__PROBLEM STATEMENT__. Pick out each line in the records below that contains the string "jagged" and copy it. Count a line only if the letters match in case.

(Entries from a point annotation set)
-- BEGIN --
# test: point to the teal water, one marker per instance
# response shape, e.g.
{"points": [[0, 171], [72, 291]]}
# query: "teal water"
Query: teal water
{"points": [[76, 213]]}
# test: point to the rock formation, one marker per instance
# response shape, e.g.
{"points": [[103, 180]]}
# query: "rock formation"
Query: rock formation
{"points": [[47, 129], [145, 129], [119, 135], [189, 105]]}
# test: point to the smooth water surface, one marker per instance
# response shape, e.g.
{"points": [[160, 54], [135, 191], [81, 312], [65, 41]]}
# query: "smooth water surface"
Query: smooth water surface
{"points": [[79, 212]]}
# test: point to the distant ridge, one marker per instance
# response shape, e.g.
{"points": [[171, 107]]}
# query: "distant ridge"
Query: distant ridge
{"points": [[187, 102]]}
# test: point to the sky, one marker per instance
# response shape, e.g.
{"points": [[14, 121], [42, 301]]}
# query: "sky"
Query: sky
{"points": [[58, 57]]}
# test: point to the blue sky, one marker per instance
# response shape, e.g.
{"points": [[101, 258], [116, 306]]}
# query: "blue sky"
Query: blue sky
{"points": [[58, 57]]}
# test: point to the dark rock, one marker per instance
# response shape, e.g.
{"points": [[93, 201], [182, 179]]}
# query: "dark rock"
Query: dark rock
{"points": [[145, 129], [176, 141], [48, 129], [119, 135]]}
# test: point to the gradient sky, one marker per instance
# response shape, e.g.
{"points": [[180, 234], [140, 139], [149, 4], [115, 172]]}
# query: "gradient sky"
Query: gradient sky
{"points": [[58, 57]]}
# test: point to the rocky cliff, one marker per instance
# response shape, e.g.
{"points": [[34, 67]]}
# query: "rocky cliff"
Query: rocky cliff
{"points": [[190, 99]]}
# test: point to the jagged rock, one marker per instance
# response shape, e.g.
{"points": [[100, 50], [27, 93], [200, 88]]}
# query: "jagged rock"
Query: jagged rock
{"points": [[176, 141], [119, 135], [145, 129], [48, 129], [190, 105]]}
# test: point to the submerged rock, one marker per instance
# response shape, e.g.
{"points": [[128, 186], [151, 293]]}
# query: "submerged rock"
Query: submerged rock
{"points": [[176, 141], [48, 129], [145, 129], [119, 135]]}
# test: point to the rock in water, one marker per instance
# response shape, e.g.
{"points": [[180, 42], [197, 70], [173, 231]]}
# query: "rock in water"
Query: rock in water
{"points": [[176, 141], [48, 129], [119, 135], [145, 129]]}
-- END --
-- BEGIN --
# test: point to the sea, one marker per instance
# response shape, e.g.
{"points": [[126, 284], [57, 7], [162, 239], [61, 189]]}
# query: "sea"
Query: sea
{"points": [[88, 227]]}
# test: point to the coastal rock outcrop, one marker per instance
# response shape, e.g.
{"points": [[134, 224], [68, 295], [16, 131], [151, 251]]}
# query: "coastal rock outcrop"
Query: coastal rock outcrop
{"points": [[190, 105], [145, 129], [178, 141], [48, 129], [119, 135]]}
-- END --
__RESULT BELOW__.
# test: point to the jagged rock, one marker per instance
# query: "jagged rock"
Query: jagged rock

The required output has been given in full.